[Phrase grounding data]
______________________________

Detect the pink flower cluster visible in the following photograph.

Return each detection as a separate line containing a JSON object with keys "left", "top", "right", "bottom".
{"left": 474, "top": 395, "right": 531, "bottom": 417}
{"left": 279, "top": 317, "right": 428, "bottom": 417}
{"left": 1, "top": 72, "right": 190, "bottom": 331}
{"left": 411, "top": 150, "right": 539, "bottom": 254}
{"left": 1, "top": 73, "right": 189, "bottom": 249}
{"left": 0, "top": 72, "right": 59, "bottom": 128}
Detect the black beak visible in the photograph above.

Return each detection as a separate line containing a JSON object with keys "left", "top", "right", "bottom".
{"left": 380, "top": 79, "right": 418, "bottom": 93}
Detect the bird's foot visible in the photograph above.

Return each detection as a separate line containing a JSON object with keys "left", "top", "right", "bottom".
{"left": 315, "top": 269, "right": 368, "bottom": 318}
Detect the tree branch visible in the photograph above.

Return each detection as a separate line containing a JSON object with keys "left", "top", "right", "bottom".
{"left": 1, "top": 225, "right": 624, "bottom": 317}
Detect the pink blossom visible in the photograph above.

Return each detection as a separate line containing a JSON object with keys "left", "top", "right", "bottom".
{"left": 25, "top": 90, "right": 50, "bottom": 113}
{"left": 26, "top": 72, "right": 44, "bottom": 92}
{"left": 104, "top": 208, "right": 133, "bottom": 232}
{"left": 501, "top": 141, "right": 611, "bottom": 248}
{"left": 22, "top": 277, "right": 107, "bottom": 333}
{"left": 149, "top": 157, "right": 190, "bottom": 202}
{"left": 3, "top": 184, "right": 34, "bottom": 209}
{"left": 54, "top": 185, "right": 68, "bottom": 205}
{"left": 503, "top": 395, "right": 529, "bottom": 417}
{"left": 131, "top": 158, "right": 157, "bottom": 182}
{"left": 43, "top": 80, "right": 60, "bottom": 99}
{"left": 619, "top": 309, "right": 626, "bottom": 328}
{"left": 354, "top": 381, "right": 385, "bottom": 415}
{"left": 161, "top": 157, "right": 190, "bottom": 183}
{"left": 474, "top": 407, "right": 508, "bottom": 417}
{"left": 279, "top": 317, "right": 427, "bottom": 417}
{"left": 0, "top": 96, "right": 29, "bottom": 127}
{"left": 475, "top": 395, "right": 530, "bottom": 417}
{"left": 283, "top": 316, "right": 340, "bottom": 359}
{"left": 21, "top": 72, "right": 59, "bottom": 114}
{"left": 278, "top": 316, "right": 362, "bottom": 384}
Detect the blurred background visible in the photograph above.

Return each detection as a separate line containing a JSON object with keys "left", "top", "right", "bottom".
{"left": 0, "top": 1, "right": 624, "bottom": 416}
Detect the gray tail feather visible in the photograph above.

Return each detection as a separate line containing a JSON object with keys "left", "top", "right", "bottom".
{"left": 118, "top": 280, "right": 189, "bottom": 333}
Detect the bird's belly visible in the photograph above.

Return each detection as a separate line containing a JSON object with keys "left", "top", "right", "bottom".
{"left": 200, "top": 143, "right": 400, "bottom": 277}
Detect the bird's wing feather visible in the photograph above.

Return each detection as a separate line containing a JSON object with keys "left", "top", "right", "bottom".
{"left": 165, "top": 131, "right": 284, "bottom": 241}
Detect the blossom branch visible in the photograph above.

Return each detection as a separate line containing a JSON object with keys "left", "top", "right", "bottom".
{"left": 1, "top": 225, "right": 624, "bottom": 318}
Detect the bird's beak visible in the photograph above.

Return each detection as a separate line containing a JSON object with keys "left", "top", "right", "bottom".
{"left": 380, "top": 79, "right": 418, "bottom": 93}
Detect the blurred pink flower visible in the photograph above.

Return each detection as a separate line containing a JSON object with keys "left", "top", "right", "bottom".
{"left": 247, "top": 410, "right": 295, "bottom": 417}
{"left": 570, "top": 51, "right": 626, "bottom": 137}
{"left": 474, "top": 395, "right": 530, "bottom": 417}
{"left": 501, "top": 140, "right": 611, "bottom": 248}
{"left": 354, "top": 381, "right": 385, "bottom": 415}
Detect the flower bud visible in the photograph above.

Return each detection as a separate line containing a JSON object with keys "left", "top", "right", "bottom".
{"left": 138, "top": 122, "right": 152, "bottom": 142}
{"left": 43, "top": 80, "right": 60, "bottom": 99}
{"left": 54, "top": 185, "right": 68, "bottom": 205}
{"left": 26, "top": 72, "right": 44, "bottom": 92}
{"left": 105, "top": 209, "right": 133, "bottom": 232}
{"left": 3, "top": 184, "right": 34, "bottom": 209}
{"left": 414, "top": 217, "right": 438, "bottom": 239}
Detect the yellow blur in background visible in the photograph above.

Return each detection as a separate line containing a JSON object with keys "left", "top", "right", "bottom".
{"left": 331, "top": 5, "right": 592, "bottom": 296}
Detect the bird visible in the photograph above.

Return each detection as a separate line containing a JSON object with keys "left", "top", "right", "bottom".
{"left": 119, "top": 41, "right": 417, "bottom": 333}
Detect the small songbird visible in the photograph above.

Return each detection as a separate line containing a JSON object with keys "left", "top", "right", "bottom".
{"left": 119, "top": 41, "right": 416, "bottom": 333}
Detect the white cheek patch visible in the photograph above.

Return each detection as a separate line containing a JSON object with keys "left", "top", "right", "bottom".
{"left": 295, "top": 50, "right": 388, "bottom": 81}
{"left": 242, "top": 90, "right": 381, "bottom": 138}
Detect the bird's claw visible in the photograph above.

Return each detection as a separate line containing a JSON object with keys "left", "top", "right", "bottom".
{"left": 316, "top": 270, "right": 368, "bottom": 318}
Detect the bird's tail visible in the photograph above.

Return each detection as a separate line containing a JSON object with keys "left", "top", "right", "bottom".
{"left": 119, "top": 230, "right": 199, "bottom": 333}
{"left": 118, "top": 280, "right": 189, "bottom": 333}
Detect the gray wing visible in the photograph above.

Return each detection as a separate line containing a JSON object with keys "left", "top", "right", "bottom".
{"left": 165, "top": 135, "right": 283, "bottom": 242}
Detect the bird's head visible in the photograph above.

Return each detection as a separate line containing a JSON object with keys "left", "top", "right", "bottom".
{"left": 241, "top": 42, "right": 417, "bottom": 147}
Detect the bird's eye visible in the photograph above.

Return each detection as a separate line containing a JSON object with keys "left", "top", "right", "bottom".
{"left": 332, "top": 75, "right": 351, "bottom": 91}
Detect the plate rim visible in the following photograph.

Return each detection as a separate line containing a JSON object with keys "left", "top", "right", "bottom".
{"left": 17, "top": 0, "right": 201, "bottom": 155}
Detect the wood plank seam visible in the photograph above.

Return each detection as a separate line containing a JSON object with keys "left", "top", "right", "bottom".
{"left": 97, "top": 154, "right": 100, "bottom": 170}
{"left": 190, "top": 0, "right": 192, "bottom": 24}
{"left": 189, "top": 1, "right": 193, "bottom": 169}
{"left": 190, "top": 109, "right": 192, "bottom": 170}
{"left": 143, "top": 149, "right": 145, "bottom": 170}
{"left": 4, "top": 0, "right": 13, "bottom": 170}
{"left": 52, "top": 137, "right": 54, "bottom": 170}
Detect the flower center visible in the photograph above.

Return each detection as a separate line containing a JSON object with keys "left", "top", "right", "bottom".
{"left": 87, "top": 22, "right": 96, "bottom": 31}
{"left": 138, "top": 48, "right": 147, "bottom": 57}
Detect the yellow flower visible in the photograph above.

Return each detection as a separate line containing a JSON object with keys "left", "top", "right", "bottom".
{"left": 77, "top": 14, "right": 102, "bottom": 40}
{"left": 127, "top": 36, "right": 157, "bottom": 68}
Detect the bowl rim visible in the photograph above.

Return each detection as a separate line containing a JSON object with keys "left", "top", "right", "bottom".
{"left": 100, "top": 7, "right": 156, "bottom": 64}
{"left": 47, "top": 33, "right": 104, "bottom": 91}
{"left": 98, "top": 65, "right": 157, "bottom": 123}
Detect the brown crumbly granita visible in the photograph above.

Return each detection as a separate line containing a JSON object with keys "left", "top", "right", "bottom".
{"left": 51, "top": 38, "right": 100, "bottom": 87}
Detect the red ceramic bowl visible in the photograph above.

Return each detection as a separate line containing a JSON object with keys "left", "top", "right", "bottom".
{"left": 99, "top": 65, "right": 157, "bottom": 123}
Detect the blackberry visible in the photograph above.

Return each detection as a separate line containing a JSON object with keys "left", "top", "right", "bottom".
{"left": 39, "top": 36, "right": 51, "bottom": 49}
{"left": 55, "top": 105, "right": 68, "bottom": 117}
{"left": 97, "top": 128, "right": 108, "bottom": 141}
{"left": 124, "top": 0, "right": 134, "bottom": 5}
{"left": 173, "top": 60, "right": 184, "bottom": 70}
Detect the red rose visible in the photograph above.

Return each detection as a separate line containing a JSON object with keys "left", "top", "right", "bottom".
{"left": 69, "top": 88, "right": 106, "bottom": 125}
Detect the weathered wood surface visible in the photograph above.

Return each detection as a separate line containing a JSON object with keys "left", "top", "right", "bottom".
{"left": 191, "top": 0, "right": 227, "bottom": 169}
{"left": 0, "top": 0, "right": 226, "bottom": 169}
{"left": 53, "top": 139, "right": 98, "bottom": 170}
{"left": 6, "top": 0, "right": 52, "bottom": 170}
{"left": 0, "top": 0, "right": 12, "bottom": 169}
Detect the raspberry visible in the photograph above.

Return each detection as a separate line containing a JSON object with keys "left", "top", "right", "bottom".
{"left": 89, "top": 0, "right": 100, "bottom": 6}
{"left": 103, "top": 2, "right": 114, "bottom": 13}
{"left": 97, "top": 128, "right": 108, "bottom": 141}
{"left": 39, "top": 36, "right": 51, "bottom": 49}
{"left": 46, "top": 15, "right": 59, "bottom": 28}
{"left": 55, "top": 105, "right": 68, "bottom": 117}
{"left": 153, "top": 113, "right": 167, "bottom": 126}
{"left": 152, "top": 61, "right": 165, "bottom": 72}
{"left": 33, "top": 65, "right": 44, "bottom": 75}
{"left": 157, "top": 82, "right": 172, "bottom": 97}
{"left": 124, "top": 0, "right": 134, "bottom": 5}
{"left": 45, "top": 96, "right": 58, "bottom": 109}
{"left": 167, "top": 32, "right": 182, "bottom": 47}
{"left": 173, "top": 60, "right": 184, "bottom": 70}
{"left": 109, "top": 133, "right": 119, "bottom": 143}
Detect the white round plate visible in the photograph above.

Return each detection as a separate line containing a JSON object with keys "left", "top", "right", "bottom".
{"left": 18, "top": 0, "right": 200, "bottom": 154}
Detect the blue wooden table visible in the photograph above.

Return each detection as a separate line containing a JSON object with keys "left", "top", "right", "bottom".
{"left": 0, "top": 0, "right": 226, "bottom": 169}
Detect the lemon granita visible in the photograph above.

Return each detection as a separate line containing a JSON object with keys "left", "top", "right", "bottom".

______________________________

:: Task directions ::
In the data above, find the line with "Detect the blossom" and the line with "Detect the white cheek". Retype both, plus every line between them, exactly.

:: Reply to the task ::
Detect the blossom branch visible in the photograph above.

Return each detection as a separate line containing a JSON object with keys "left", "top", "right", "bottom".
{"left": 1, "top": 225, "right": 624, "bottom": 318}
Detect the bird's beak visible in the photograph above.

Return each detection as a separate line containing a JSON object with keys "left", "top", "right", "bottom".
{"left": 380, "top": 79, "right": 418, "bottom": 93}
Detect the blurred pink flower visible in the photograph above.

Return each detection as a separate line containing a JSON object with keys "left", "top", "right", "bottom".
{"left": 247, "top": 410, "right": 295, "bottom": 417}
{"left": 570, "top": 51, "right": 626, "bottom": 137}
{"left": 474, "top": 395, "right": 530, "bottom": 417}
{"left": 501, "top": 140, "right": 611, "bottom": 248}
{"left": 354, "top": 381, "right": 385, "bottom": 415}
Detect the flower bud visible in the photograph above.

Return each detection as a separate line containing a JSON object with keys "left", "top", "right", "bottom".
{"left": 138, "top": 122, "right": 152, "bottom": 142}
{"left": 43, "top": 80, "right": 60, "bottom": 99}
{"left": 54, "top": 185, "right": 68, "bottom": 205}
{"left": 26, "top": 72, "right": 44, "bottom": 92}
{"left": 105, "top": 209, "right": 133, "bottom": 232}
{"left": 3, "top": 184, "right": 34, "bottom": 209}
{"left": 414, "top": 217, "right": 438, "bottom": 239}
Detect the yellow blur in background visible in the photograph above.

Return each detection as a separate line containing a JSON object with keys "left", "top", "right", "bottom".
{"left": 331, "top": 5, "right": 592, "bottom": 296}
Detect the bird visible in the photograph above.

Return each detection as a separate line containing a JSON object with keys "left", "top", "right", "bottom".
{"left": 119, "top": 41, "right": 417, "bottom": 333}
Detect the small songbird visible in the photograph above.

Return each detection as a separate line containing a JSON object with keys "left", "top", "right", "bottom".
{"left": 119, "top": 41, "right": 416, "bottom": 333}
Detect the white cheek patch visible in the photograph above.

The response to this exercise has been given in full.